• Task details
Restate every line below word for word, but drop each picture.

• Task material
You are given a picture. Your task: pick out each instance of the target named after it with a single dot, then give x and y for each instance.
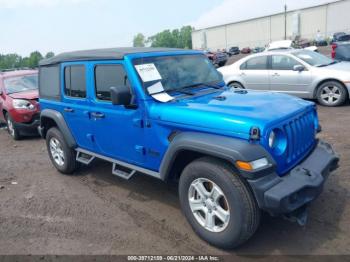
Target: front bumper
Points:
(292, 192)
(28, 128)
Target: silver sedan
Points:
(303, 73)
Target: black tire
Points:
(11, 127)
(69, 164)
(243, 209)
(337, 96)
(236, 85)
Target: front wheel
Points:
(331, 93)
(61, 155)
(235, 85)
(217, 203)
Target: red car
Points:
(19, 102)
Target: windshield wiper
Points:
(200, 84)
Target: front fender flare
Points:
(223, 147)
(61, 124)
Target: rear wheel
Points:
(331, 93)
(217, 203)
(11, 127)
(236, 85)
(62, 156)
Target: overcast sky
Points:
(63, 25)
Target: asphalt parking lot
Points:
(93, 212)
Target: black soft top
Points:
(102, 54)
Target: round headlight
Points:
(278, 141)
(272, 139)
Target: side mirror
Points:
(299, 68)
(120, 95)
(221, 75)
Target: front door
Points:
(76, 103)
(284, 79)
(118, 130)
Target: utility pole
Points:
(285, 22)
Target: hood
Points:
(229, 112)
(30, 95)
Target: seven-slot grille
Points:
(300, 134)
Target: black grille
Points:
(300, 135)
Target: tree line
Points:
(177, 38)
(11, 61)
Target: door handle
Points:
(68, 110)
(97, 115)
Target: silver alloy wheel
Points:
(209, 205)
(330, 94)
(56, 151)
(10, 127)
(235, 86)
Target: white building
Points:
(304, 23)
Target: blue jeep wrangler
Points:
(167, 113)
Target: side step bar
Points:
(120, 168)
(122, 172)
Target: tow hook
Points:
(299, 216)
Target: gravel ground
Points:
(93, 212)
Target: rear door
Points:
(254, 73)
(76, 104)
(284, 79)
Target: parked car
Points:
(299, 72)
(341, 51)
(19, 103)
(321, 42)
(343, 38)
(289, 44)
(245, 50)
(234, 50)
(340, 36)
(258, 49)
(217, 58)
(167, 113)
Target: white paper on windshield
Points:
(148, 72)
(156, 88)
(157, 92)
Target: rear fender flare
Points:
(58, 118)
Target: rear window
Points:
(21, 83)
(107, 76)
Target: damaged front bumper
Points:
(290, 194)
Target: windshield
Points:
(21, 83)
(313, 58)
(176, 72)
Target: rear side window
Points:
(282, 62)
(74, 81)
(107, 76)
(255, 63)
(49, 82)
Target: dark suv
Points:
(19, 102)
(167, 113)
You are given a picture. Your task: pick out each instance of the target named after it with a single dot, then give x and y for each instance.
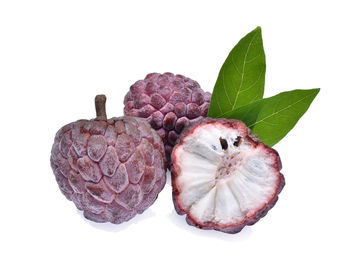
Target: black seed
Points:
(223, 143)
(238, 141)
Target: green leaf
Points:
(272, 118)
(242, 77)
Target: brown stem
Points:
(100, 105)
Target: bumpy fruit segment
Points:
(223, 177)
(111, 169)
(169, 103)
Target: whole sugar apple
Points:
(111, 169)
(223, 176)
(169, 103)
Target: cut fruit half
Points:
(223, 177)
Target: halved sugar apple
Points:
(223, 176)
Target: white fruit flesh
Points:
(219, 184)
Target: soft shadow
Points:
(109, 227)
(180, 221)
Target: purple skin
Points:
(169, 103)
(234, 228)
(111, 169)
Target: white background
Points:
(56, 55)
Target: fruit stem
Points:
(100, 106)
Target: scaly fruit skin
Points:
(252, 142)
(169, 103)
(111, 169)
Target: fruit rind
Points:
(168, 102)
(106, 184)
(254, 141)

• Answer to this task
You are given a picture. Your task: pick out each instance of the target named after it with a single dot, then give x and y for each instance.
Target: front bumper
Points:
(292, 192)
(28, 128)
Target: silver sedan
Points:
(303, 73)
Target: black tire
Points:
(11, 127)
(69, 164)
(243, 209)
(337, 96)
(236, 85)
Target: front wheel
Points:
(331, 93)
(61, 155)
(235, 85)
(217, 203)
Target: red car
Points:
(19, 102)
Target: windshield wiper
Points:
(200, 84)
Target: front fender flare
Points:
(223, 147)
(61, 124)
Target: rear wheel
Points:
(331, 93)
(217, 203)
(11, 127)
(236, 85)
(62, 156)
Target: overcast sky
Points:
(63, 25)
Target: asphalt parking lot
Points:
(93, 212)
Target: black soft top
Points:
(102, 54)
Target: round headlight
Points:
(278, 141)
(272, 139)
Target: side mirror
Points:
(299, 68)
(120, 95)
(221, 75)
Target: front door
Points:
(76, 103)
(284, 79)
(118, 130)
Target: utility pole
Points:
(285, 22)
Target: hood
Points:
(229, 112)
(30, 95)
Target: seven-slot grille
Points:
(300, 134)
Target: black grille
Points:
(300, 135)
Target: tree line
Points:
(177, 38)
(11, 61)
Target: door handle
Points:
(68, 110)
(97, 115)
Target: silver alloy wheel
Points:
(209, 205)
(330, 94)
(56, 151)
(10, 127)
(235, 86)
Target: white building
Points:
(304, 23)
Target: blue jeep wrangler
Points:
(167, 113)
Target: side step bar
Points:
(120, 168)
(122, 172)
Target: tow hook
Points:
(299, 216)
Target: gravel ground
Points:
(93, 212)
Target: rear door
Points:
(254, 73)
(76, 104)
(284, 79)
Target: parked car
Points:
(299, 72)
(341, 51)
(19, 103)
(321, 42)
(343, 38)
(289, 44)
(245, 50)
(234, 50)
(340, 36)
(258, 49)
(217, 58)
(167, 113)
Target: white paper on windshield
Points:
(148, 72)
(156, 88)
(157, 92)
Target: rear fender flare
Points:
(58, 118)
Target: rear window
Points:
(21, 83)
(107, 76)
Target: damaged front bumper
Points:
(290, 194)
Target: windshield
Points:
(21, 83)
(313, 58)
(176, 72)
Target: rear side window
Points:
(282, 62)
(74, 81)
(107, 76)
(255, 63)
(49, 82)
Target: dark suv
Points:
(19, 102)
(167, 113)
You are given a picture. Your task: pick out each instance of the target named after it with a single dot, then give x and y for each instance.
Target: black seed
Points:
(223, 143)
(238, 141)
Target: green leaf
Points:
(272, 118)
(242, 77)
Target: brown stem
Points:
(100, 105)
Target: bumpy fruit segment
Points:
(223, 177)
(111, 169)
(169, 103)
Target: whole sugar apple
Points:
(111, 169)
(223, 176)
(169, 103)
Target: cut fruit half
Points:
(223, 177)
Target: halved sugar apple
Points:
(223, 176)
Target: white fruit flesh
Points:
(219, 184)
Target: soft shadow
Points:
(109, 227)
(180, 221)
Target: purple skin
Points:
(169, 103)
(234, 228)
(111, 169)
Target: white background
Points:
(56, 55)
Target: fruit stem
Points:
(100, 106)
Target: scaly fruit skin
Points:
(252, 142)
(169, 103)
(111, 169)
Target: fruit rind
Points:
(168, 102)
(106, 184)
(254, 141)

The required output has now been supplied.